───── Data supplied ─────
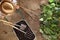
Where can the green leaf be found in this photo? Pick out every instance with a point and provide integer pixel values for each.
(51, 1)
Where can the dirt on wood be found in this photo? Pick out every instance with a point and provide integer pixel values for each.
(31, 10)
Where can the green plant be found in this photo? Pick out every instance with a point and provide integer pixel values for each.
(50, 20)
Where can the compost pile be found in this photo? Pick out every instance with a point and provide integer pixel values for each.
(50, 20)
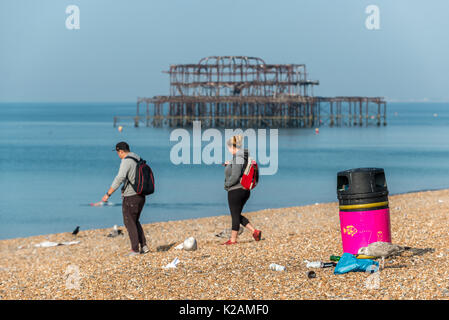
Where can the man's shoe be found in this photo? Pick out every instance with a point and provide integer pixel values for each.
(257, 234)
(229, 242)
(144, 249)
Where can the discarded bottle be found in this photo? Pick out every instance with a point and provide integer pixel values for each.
(319, 264)
(276, 267)
(334, 258)
(313, 264)
(328, 264)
─────
Retype all the records exactly and keep out every picture.

- _Response to this task_
Where can the green leaf be found in this photo? Pick out every instance with a point and provide integer pixel values for each.
(51, 1)
Where can the dirt on wood be found in this photo? Pick out every instance with a point and provide integer pixel values for each.
(31, 10)
Where can the green plant be found in this photo? Pick out every instance with a point and provide integer pixel values for each.
(50, 20)
Where can the compost pile be found in this photo? Pick out every instance with a point and provide integer pixel values for each.
(50, 20)
Where can the man's shoe be found in this photo? Pick out every instance with a point and provide integer pixel values for each.
(257, 234)
(229, 242)
(144, 249)
Where can the discarded bottle be found in this photo? Pick out every instance with a point and provide integer pixel values for each.
(319, 264)
(276, 267)
(334, 258)
(313, 264)
(328, 264)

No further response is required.